_Challenge_. In the lines below, swap "segment" for "outline" and reproduce them with no other change, omitting the pictures.

_Record set_.
[Start]

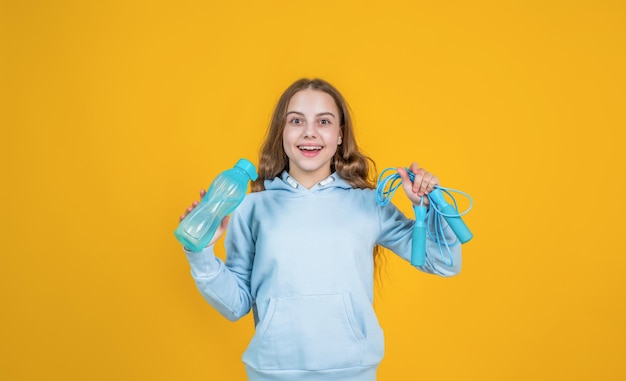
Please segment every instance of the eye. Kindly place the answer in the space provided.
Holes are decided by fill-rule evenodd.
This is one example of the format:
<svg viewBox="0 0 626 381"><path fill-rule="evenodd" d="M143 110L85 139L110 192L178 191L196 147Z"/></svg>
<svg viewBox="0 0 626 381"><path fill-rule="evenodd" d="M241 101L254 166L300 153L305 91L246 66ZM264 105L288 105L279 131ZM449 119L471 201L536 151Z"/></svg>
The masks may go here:
<svg viewBox="0 0 626 381"><path fill-rule="evenodd" d="M321 124L322 126L329 125L329 124L330 124L330 120L328 120L328 119L321 119L321 120L320 120L320 124Z"/></svg>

[End]

_Written answer_.
Please outline every instance of the eye. Kindly place the answer in the space provided.
Holes are decided by fill-rule evenodd.
This is one example of the format:
<svg viewBox="0 0 626 381"><path fill-rule="evenodd" d="M143 110L85 139L110 192L178 191L196 147Z"/></svg>
<svg viewBox="0 0 626 381"><path fill-rule="evenodd" d="M241 101L254 166L300 153L305 91L246 66ZM264 105L288 105L279 131ZM449 119L471 201L536 151Z"/></svg>
The masks may go here:
<svg viewBox="0 0 626 381"><path fill-rule="evenodd" d="M321 124L322 126L329 125L329 124L330 124L330 120L328 120L328 119L321 119L321 120L320 120L320 124Z"/></svg>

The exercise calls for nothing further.